Photo-based referring expression data
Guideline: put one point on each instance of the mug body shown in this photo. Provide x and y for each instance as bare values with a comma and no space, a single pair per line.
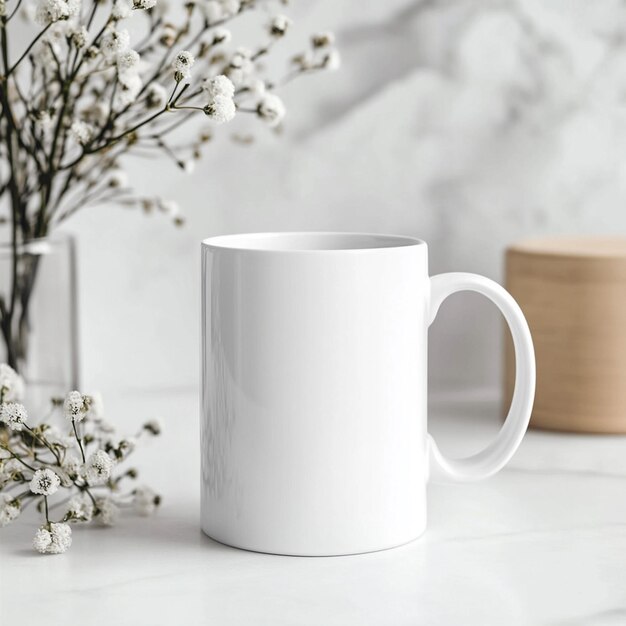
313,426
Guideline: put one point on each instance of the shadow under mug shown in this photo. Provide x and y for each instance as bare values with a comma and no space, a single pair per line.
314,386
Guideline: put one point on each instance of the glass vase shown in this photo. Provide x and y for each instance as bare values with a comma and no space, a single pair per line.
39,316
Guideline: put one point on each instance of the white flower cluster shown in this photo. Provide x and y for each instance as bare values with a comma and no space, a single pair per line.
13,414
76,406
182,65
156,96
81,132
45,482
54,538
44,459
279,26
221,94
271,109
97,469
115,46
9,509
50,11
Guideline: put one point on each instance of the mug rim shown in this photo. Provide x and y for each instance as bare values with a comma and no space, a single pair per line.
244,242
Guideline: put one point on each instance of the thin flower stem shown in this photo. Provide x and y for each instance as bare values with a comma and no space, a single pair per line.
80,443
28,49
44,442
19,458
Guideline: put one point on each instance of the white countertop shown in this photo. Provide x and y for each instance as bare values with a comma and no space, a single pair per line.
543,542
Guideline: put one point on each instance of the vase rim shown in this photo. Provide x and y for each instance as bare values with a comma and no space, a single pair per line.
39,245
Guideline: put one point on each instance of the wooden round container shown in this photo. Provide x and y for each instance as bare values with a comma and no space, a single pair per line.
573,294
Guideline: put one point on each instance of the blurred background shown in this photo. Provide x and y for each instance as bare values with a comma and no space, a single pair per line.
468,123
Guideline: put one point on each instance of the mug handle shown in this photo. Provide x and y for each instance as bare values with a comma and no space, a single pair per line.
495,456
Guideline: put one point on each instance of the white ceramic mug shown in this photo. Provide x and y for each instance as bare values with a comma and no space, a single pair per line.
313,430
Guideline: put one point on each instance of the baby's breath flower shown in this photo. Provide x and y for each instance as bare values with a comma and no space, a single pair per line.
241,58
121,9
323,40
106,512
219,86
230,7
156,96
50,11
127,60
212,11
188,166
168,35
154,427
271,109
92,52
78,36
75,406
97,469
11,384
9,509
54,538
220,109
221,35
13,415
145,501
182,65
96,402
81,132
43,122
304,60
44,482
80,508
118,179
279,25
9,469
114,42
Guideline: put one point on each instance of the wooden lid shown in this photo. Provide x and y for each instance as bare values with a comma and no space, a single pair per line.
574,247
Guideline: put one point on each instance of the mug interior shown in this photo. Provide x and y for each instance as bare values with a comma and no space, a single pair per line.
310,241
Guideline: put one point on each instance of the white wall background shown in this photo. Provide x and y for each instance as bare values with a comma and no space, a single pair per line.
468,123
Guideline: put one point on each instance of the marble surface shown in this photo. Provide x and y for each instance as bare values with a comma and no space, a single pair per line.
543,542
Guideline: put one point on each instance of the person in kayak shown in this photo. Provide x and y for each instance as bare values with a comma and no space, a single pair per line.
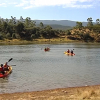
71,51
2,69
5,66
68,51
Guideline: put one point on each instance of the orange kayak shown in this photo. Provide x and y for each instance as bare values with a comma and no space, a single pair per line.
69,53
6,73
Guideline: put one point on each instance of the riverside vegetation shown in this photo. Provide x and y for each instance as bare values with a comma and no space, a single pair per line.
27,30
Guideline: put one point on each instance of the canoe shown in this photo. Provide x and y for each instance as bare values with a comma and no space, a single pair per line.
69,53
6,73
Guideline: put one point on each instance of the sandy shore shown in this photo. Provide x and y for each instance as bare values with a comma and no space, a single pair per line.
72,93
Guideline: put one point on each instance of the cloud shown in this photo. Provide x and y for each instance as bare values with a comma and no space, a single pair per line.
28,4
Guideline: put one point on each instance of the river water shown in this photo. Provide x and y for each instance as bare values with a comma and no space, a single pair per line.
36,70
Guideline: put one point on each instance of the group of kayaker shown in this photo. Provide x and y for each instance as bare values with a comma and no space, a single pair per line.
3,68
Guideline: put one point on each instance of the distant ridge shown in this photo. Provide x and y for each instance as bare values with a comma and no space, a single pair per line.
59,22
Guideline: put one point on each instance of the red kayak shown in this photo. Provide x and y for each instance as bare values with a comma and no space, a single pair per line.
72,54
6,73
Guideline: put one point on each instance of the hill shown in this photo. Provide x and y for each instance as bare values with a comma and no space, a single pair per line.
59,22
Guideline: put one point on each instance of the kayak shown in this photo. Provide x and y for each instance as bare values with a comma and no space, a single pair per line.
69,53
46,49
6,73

_Exercise requirements_
Print every entry above again, exactly as written. Leave the images out.

_Written answer_
Guideline: put one point on each instance of the mug body shown in this photo. Provide x and y for each instance as bare values with a comma and no space, a single pair per line.
313,426
Guideline: put one point on each instance of the shadow under mug shown in this photo. Provide x and y for each instance as bare values with a comma and no space, a single pair per line.
314,386
Guideline: put one point on each instance of the glass vase shown in this photo. Provide x and y for each instance as bare values with a comma and no space, a single pair per line.
39,316
Guideline: put one point on each instance of the white flower cluster shown in this photo. Provide x and y for each instance as bare values with a comma and no space, a single pair per line.
13,414
76,406
182,65
156,96
81,132
45,482
54,538
44,459
279,26
221,94
271,109
97,469
115,46
9,509
50,11
Guideline: put one point on each instance of the mug rim shown in this photo. Provide x and y for each instance as bare values with a comma and no space, a single pair per line.
244,242
Guideline: put one point on each instance of the thin flower stem shown in this photo. Provide x and y for each instance as bare values with a comma and no space, a single pair per line.
80,443
28,49
44,442
19,458
Guideline: put one point on each instance of the white countertop shown in this photo. Provide x and y for each instance as bare values with a comma and no space, a single pair per line.
543,542
Guideline: put one point on each instance of the vase rim shown in this photo. Provide x and y for each instance as bare values with a comma and no space, a single pair per line.
39,245
Guideline: put one point on each instance of the wooden round container shown in this photo. Provide x and y for each instance as bare values with a comma and no space, a single pair per line.
573,294
Guideline: put one point on each instance of the blurred background shown in this photo. Provide x and y for each instance as bare values with a comma and no space, a single pair per line.
468,123
Guideline: put one point on each instance of the mug handle shown in this photo. Provide x and y for each instance as bare values with a comma and no space, a single pair per line.
495,456
Guideline: put one point on each instance of the white ceramic mug shown in this photo. Provide x and y for each instance as bare values with a comma and no space, a single pair per line.
313,430
Guideline: put one point on each instance of the baby's breath flower shown in this photo. Provide x and y for each instance as bare values with a comma and no space, a single pair per line.
241,58
121,9
323,40
106,512
219,86
230,7
156,96
50,11
127,60
212,11
188,166
168,35
154,427
271,109
92,52
78,36
75,406
97,469
11,384
9,509
54,538
220,109
221,35
13,415
145,501
182,65
96,402
81,132
43,122
304,60
44,482
80,508
118,179
279,25
9,469
114,42
Guideline: put one point on each instance of the wooden lid shown in this photo. Provide x and y for each instance as bare values with a comma and no space, a single pair per line.
574,247
Guideline: put one point on each instance of the mug interior shown in this photo. Provide x and y for each instance as bare values with a comma and no space, a single pair per line.
310,241
Guideline: put one point on each instance of the white wall background shown in this photo. Provide x and y for each instance as bare values with a comma and no space, a single pair per line.
468,123
Guideline: put one point on each instance of the marble surface shown in this photo. Provide x and y for each instance as bare values with a comma and no space, a single pair per line.
543,542
Guideline: put one point on each instance of the person in kayak shown in this photo. Provide x and y for each instance as bare values with a comma and no space, a single pair per line.
71,51
2,69
5,66
68,51
Guideline: put one point on each instance of the orange kayak shown in this photo. Provide x and y for each instance as bare values with a comma and no space, a single pair per line.
69,53
6,73
Guideline: put one point on each instance of the riverside vegetation shown in this photo. Provide x and y for each instance as bare values with a comma and no space, a single pair per line.
27,30
Guideline: put one point on each instance of the canoe shown in this photo. Provide x and y for each instance as bare values with a comma and no space, a single pair per line.
69,53
6,73
Guideline: put one point on each instance of the sandy shore shown in this photo. Provide x and y for each instance as bare values with a comma and no space, a single pair per line.
72,93
Guideline: put one point on each instance of the cloud shown in this photo. Provide x and y for each instance as bare values with a comma and no space, a single pair per line.
28,4
Guideline: put one point on each instance of the river water shown in this photo. Provide x and y for each instance as bare values with a comma and no space, a single pair per line.
36,70
Guideline: put one point on each instance of the group of kayaker shown in this photo. Provide x and y for each instance as bare values with a comma and no space, a single pair per line.
3,68
Guideline: put one point on each instance of the distant ridge shown in this photo. Provide x and y for each instance as bare values with a comma and no space, a single pair per line.
59,22
Guideline: put one point on each instance of the red kayak shown in this photo. Provide x and y for each instance as bare values with a comma and no space, a single pair per line.
72,54
6,73
Guideline: put one point on each instance of the hill shown in this photo. Provide x and y for each instance as bare values with a comma and no space, a single pair per line.
59,22
Guideline: put one point on each instance of the kayak shown in this photo. Provide x and y for each instance as bare values with a comma and no space, a single pair per line.
69,53
46,49
6,73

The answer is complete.